REQUIREMENTS – Transcribe verbatim every line from the one containing "Can you find the red fire" through the final line, both ends included.

RECORDS FOR THE EXERCISE –
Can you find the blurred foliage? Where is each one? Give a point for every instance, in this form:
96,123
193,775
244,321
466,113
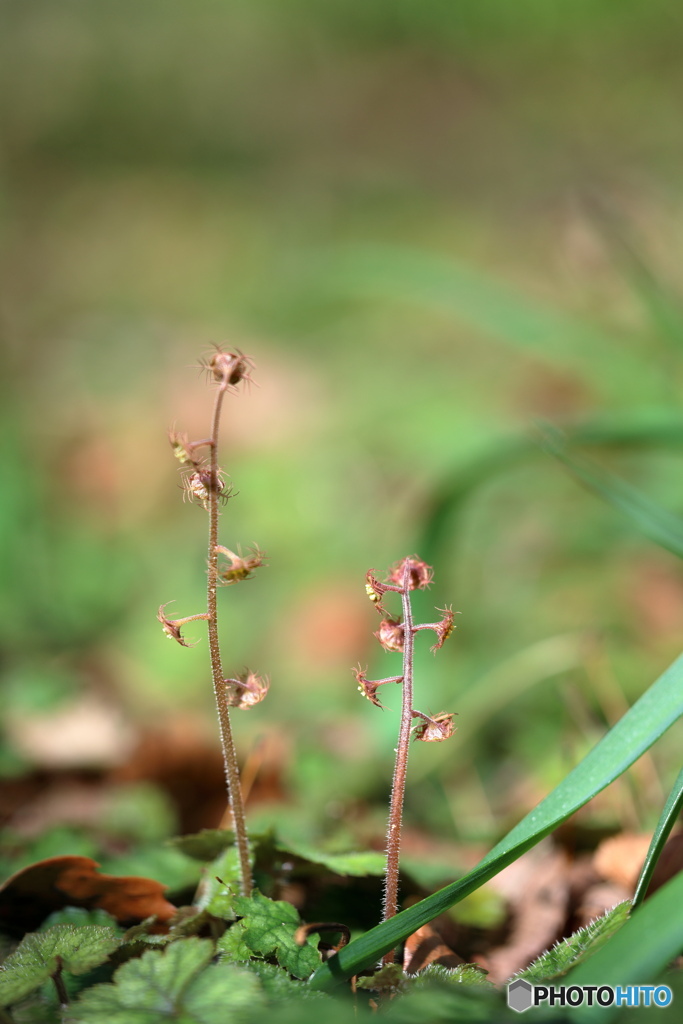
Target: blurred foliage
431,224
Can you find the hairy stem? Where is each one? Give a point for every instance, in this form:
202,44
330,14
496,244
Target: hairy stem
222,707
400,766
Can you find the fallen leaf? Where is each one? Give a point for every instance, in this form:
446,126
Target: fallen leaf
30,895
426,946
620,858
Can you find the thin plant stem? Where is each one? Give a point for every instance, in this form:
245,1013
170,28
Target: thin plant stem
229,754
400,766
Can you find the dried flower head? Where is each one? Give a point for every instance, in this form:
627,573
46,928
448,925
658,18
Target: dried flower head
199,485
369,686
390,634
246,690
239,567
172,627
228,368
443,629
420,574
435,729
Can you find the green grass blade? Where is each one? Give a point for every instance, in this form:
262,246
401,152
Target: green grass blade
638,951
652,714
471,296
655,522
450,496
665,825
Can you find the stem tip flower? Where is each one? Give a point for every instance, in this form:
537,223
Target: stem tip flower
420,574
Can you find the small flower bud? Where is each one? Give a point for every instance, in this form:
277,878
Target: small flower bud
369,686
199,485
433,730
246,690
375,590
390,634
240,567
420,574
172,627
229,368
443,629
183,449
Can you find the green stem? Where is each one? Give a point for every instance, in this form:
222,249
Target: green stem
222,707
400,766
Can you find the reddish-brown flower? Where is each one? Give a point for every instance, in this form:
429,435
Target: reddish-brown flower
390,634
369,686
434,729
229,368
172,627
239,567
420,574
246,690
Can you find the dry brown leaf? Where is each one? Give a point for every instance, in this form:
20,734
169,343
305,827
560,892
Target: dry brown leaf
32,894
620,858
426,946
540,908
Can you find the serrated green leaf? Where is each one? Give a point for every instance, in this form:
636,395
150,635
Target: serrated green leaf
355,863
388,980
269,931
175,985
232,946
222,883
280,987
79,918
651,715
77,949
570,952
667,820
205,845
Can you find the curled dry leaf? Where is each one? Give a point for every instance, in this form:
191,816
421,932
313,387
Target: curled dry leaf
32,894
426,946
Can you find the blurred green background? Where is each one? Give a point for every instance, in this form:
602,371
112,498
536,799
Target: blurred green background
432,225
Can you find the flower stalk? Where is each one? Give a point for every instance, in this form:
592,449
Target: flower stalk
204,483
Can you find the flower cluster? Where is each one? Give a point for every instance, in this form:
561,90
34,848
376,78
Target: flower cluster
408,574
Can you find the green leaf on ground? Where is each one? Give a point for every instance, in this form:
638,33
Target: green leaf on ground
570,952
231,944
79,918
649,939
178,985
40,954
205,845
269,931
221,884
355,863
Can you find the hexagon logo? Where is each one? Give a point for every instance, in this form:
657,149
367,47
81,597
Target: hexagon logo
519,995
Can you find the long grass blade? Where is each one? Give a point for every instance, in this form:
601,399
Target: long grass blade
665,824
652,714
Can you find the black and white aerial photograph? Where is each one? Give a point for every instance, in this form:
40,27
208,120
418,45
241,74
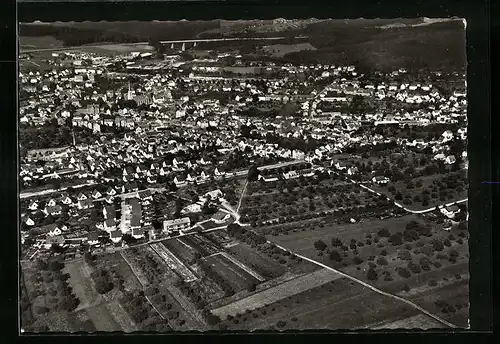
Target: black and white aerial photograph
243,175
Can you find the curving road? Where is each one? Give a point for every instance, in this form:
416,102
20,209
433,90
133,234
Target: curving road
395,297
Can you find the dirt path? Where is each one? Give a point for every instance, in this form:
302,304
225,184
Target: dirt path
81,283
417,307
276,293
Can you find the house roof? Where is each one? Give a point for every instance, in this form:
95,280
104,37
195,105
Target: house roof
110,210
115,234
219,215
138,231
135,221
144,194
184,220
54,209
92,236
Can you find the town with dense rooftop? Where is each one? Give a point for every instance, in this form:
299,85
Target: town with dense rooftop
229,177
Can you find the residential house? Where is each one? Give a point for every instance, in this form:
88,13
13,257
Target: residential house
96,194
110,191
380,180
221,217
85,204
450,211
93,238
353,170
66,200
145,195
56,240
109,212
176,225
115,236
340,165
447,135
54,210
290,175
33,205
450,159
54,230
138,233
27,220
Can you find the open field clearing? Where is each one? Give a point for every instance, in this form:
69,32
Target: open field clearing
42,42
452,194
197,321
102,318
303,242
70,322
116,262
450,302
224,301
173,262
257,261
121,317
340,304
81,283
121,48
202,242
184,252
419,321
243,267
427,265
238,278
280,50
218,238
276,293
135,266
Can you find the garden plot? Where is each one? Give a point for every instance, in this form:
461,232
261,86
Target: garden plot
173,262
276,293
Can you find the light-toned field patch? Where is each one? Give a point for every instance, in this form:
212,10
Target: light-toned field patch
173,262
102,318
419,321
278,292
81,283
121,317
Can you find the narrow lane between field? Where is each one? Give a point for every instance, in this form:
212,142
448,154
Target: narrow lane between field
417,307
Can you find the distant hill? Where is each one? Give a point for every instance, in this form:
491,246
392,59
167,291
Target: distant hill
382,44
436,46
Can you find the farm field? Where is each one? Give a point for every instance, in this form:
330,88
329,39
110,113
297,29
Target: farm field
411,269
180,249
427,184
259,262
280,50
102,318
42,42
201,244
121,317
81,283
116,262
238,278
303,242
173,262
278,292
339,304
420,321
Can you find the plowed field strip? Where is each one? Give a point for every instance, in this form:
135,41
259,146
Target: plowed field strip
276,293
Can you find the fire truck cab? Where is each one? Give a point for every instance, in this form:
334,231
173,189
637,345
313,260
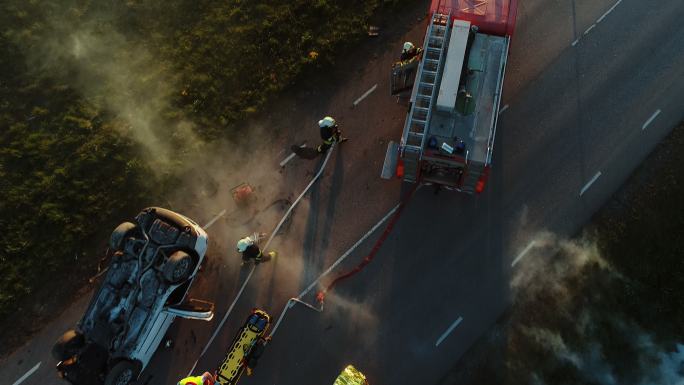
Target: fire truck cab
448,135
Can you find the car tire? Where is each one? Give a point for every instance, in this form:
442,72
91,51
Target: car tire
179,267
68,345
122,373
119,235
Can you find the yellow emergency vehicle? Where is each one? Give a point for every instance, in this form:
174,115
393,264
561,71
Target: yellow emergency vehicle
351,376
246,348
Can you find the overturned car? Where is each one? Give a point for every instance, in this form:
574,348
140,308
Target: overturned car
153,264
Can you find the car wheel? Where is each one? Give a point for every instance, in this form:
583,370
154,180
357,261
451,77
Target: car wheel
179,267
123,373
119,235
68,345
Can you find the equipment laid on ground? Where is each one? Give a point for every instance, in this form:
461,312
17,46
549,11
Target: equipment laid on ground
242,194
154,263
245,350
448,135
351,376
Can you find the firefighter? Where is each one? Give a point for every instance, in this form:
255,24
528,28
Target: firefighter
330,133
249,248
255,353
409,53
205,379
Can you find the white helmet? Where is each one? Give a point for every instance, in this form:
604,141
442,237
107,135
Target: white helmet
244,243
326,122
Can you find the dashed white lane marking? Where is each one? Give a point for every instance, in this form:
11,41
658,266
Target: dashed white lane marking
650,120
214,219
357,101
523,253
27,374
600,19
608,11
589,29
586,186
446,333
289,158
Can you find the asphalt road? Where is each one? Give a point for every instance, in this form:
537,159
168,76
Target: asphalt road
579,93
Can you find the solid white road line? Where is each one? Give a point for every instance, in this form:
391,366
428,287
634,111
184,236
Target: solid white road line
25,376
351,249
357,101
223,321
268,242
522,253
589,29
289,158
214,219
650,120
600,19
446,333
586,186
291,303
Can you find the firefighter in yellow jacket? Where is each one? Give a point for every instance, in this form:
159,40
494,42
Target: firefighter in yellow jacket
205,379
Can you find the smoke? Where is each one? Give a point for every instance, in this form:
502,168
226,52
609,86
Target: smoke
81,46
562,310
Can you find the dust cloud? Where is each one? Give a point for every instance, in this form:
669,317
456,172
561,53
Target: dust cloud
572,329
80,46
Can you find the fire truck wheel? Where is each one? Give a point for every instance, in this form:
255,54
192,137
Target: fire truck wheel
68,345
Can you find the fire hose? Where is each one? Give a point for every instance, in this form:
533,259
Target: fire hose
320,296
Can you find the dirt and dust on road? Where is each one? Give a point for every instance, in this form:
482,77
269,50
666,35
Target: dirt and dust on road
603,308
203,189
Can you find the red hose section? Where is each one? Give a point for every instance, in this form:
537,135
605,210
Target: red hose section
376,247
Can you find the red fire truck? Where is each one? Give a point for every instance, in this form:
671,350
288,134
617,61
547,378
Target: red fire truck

WRITTEN RESPONSE –
Can you find the red fire truck? Where is each one? Give a point for every instance, in this form:
671,350
288,134
617,61
547,378
Target: red fire truck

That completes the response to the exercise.